==== Text excerpt
### Theory:

What are the factors?

A factor is a number that divides the given number exactly without a remainder.
Example:
1. $$5$$ is divisible by $$1$$ and $$5$$.

2. $$20$$ is divisible by $$1$$, $$2$$, $$4$$, $$5$$, $$10$$, and $$20$$.
From the above example, $$1$$ and $$5$$ are factors of number $$5$$.

Similarly, $$1$$, $$2$$, $$4$$, $$5$$, $$10$$, and $$20$$ are factors of number $$20$$.

Factors are multiplied among themselves to form the original number.

$$1 \times 5 = 5$$

$$1 \times 20 = 2 \times 10 = 4 \times 5 = 20$$

We know that we can factorise a number.

But do you think it is possible to factorise an expression?

Yes, it is possible to factorise an expression. One of the common methods is expressions using identities.
Example:
1. General factorisation

Let us factorise the expression $$ab^3c$$.

We should expand the expression to find its factors.

On expansion, the expression $$ab^3c$$ becomes $$a \times b \times b \times b \times c$$.

Therefore, the factors of the expression are $$a$$, $$b$$, and $$c$$.

2. Factorisation using identities

Let us try to factorise the expression $$9 - y^2$$.

$$9 - y^2$$ can also be written as $$3^2 - y^2$$.

We know that, $$a^2 - b^2$$ $$= (a + b)(a - b)$$.

On applying the identity, we get:

$$3^2 - y^2$$ $$= (3 + y)(3 - y)$$

Thus, the factors of $$3^2 - y^2$$ are $$(3 + y)$$ and $$(3 - y)$$.
A list of common identities:

1. $$(x + a)(x + b) = x^2 + x(a + b) + ab$$

2. $$(a + b)^2 = a^2 + 2ab + b^2$$

3. $$(a - b)^2 = a^2 - 2ab + b^2$$

4. $$(a + b)(a - b) = a^2 - b^2$$
========
==== Extracted information
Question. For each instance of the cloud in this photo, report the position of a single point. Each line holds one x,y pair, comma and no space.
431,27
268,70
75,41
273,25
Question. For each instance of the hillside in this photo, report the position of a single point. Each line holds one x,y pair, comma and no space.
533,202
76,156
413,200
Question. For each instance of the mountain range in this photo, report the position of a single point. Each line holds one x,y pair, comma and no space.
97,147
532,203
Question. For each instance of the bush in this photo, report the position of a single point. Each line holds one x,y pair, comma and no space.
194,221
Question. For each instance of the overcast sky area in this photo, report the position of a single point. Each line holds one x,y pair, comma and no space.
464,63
========
==== Extracted information
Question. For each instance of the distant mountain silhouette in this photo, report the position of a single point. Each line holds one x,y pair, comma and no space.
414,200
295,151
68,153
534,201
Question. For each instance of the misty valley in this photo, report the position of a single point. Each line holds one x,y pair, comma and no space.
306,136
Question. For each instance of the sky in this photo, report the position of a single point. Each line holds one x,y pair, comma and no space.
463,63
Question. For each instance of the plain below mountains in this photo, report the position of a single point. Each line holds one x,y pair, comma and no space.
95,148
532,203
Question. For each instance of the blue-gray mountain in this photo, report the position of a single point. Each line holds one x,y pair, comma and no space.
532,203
========
__Parts of the exercise__:
(a) In the factorisation lesson, rewrite the part starting at "We know that we" and ending at "b \times c$$.", substituting "factor" for every "factorise".
(b) How does the factorisation lesson define a factor?

__Per-task answers__:
(a)
We know that we can factor a number.

But do you think it is possible to factor an expression?

Yes, it is possible to factor an expression. One of the common methods is expressions using identities.
Example:
1. General factorisation

Let us factor the expression $$ab^3c$$.

We should expand the expression to find its factors.

On expansion, the expression $$ab^3c$$ becomes $$a \times b \times b \times b \times c$$.

(b) A factor is a number that divides the given number exactly without a remainder.